TEXT EXCERPT =
■ ■ ■ ■ ■ ■ ■

Artist Leon Loucheur has been a muse of Helikon’s since the gallery’s very beginning. We’re thrilled to welcome him back for this year’s “Muses of Mount Helikon V,” the gallery’s year-end show of inspiring and influential contemporary artists from across the United States. Leon, who specializes in murals as well as fine art painting, draws from elements of humans and nature, cityscapes and spirituality, to create his layered compositions. His website states that his works “are visual allegories, populated by creatures of the wild in various phases of deconstruction and remix.” Here, Leon has answered several questions that give insight into his deep and diverse creative influences, his studio and life practices, and the beliefs that shape these practices.
Helikon Gallery: Did you aspire to be an artist, or did you fall in love with making art?
Leon Loucheur: I deeply wanted to be a poet and novelist until I was in my early 20s. I published a couple unsuccessful books in the early 2000s and then decided to transition into something a little more tangible. Mostly I just found painting to be a more enjoyable activity that I could dedicate myself to on a daily basis, whereas writing required more of an “inspiration” and tended to come in large, erratic spurts. Really, I still consider myself a poet, I just employ the prose of imagery through painting, but in a fairly letf-brain, language oriented way. My work is a hybrid.
HG: Do you have a “day job” outside of your art?
LL: My job outside of art is to care for my family. I make breakfasts, pack lunches, take the kids to practices, help them with their homework, keep the house clean, dinner, dishes, etc. I’m a soccer mom. I’m pretty lucky.
HG: What does your perfect day look like?

■ ■ ■ ■ ■ ■ ■

RECORD LIST =
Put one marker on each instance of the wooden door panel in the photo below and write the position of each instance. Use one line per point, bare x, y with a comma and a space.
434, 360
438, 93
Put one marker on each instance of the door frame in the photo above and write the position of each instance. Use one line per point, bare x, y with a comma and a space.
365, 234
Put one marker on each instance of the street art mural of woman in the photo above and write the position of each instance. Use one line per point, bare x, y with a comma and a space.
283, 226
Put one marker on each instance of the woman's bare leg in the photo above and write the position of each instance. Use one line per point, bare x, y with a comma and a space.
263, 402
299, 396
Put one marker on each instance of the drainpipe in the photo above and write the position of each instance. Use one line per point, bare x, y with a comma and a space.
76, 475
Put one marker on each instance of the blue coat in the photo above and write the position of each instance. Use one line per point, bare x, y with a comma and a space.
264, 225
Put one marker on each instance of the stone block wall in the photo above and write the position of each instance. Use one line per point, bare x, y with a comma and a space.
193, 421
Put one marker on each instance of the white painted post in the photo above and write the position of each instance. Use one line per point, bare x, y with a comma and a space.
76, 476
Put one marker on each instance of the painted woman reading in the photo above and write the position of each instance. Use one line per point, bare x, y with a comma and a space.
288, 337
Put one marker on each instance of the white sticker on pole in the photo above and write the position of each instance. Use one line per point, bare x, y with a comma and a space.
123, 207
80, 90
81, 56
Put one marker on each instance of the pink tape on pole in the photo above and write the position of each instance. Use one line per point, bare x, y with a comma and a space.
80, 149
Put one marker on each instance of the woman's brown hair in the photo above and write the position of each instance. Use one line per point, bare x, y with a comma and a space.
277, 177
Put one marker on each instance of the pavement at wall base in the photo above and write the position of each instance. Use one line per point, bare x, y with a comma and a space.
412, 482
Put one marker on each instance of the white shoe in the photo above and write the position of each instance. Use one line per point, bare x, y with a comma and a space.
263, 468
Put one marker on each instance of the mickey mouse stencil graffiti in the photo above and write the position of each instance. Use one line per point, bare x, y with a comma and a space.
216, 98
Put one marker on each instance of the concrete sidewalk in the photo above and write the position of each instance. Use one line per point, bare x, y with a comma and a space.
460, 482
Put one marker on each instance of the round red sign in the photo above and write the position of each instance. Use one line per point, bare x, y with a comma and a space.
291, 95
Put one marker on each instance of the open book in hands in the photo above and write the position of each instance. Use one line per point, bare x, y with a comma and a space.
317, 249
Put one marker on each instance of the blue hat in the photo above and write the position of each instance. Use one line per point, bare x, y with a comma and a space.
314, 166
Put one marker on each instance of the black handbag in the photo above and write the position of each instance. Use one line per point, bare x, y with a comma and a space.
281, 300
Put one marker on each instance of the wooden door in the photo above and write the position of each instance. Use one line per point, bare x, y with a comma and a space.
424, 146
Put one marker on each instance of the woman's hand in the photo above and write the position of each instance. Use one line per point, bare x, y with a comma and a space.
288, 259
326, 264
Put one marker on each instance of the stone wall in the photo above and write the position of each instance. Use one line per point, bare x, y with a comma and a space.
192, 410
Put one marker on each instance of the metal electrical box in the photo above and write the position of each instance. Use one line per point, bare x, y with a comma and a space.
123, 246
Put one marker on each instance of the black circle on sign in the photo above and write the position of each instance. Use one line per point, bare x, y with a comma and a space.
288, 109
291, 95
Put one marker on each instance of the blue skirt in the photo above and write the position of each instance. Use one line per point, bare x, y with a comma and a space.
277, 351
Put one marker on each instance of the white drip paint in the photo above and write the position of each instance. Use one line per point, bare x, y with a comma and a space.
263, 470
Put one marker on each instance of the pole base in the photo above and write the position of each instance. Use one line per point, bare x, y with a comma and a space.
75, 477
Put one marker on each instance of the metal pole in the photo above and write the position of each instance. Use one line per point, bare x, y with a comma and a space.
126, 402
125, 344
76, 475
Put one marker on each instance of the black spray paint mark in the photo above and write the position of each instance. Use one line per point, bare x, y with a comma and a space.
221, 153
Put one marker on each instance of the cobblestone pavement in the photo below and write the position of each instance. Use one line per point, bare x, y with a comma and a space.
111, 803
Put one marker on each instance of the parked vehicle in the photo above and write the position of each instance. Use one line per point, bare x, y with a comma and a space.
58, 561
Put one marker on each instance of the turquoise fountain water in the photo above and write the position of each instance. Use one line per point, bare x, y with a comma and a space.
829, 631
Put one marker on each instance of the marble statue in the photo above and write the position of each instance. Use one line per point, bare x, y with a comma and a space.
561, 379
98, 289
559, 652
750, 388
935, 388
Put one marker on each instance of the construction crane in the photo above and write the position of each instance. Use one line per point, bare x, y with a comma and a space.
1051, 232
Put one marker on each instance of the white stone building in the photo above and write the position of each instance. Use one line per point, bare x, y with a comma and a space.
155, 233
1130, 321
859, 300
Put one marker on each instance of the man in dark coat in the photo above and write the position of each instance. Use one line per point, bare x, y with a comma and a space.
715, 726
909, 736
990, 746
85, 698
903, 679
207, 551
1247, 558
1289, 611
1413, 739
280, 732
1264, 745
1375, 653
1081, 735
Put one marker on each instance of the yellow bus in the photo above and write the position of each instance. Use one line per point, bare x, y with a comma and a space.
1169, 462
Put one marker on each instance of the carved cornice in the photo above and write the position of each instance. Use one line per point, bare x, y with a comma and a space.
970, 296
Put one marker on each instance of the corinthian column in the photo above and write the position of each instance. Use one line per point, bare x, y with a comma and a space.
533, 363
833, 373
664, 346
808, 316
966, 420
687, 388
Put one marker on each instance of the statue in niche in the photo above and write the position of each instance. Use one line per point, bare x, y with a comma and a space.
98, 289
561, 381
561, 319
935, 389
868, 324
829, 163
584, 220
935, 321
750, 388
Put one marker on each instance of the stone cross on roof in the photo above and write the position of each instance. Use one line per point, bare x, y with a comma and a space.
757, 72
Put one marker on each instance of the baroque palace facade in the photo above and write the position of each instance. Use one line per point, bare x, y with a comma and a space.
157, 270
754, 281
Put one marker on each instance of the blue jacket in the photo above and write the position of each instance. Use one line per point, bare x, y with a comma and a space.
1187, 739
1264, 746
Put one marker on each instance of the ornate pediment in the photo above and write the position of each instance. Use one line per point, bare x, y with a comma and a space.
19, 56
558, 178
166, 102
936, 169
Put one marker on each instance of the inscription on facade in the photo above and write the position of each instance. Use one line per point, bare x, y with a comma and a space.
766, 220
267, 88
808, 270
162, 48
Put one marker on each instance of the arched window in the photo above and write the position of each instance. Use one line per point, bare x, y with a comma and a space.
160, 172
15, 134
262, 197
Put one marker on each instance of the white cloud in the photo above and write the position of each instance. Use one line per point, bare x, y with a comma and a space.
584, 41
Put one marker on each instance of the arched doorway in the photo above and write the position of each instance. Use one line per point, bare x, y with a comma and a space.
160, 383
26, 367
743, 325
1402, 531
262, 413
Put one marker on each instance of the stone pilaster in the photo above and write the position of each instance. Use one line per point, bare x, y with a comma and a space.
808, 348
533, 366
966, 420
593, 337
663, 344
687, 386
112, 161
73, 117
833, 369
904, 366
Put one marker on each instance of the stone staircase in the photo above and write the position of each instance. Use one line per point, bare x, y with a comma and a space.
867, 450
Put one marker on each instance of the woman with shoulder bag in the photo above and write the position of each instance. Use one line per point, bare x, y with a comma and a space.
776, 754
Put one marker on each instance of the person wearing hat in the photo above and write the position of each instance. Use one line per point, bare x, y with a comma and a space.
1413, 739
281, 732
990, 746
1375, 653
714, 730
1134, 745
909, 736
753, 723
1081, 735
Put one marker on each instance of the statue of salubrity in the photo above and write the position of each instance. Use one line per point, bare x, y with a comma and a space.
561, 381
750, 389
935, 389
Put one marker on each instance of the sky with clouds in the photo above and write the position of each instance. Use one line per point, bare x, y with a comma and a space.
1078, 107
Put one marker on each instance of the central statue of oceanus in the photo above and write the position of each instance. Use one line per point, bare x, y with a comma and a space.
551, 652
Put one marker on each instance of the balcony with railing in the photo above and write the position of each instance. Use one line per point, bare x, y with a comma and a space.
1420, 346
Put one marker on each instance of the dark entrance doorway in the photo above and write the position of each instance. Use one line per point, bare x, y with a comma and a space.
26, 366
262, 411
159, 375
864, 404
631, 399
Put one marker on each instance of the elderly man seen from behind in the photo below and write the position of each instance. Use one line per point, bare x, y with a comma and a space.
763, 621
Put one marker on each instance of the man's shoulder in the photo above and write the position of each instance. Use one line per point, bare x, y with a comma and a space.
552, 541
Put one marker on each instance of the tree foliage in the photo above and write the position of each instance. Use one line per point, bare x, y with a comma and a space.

■ ■ ■ ■ ■ ■ ■

CHALLENGES =
A) Quote the Leon Loucheur interview from "Leon Loucheur: I" to "day look like?".
B) Continue the Leon Loucheur interview from the point at which it stops.

ANSWERS TO THE EXERCISES =
A)
Leon Loucheur: I deeply wanted to be a poet and novelist until I was in my early 20s. I published a couple unsuccessful books in the early 2000s and then decided to transition into something a little more tangible. Mostly I just found painting to be a more enjoyable activity that I could dedicate myself to on a daily basis, whereas writing required more of an “inspiration” and tended to come in large, erratic spurts. Really, I still consider myself a poet, I just employ the prose of imagery through painting, but in a fairly letf-brain, language oriented way. My work is a hybrid.
HG: Do you have a “day job” outside of your art?
LL: My job outside of art is to care for my family. I make breakfasts, pack lunches, take the kids to practices, help them with their homework, keep the house clean, dinner, dishes, etc. I’m a soccer mom. I’m pretty lucky.
HG: What does your perfect day look like?

B)
LL: My perfect day would entail components of nature, family, sunshine, water, and tacos.
HG: What would you tell your younger self when you were first embarking on your artistic career?
LL: Would I have listened? Probably not. I’d just let that young idealist push forward with all his mistakes. Good luck kid.
HG: Who are some of your current influences or inspirations? Have they changed over time?
LL: Current influences are hard to point to. There’s a little pinch of a bunch of different ingredients that I learned from other artists’ recipe books. I was very influenced by my friend Norm Maxwell who passed away last year. I would sincerely recommend anyone who is not familiar with his work to check it out. He was the real deal. Also, I would have to put Monty Guy and Mike Gallegos at the top of the list, both of whom are close friends. You learn a lot more from interacting with artists that you do looking at their work. In addition, my experiences coming up as a graffiti writer play heavily into my approach, and the amount of inspirational people I met through that culture continues to fuel my fire. Otherwise, I draw a lot of inspiration through literary works, the beatniks, Kerouac, the 8th century Chinese poet Tu Fu, Stoic philosophy, particularly the writings of Seneca, the poems of Diane diPrima, Dylan, Steinbeck, Hesse, and the list goes on. I also have to give a big plug to the rap album All Balls Don’t Bounce (1995) by Aceyalone. That particular work has always represented the combination of creativity and display of skills that form the core of what I’m trying to do as a painter.
HG: What do you look for in the art of others? What would you hope people look for in your work?
LL: There is no absolute standard of excellence in art, only opinion. That said, in my opinion, the thing I strive for continually is to take chances. I find art that does not risk making a fool of itself to be dreadfully boring. Playing it safe will never score points in my book.
HG: How long do you usually take to complete a piece? Do you work on multiple pieces simultaneously?
LL: I do work on multiple pieces at once, and the typical piece will range between 20 and 40 hours, but of course there are outliers.
HG: Do you use any unusual or “non-traditional” media in your work?
LL: I like gluing things to my paintings, usually paper or stickers. It break the redundancy of just painting all the time, and it engages some other region of the brain. It’s nice to mix it up a bit.
HG: What’s the most indispensable item in your studio?
HG: Do you listen to music/audio while you work or do you prefer to work in silence? Any bands or albums you’ve been enthralled by lately?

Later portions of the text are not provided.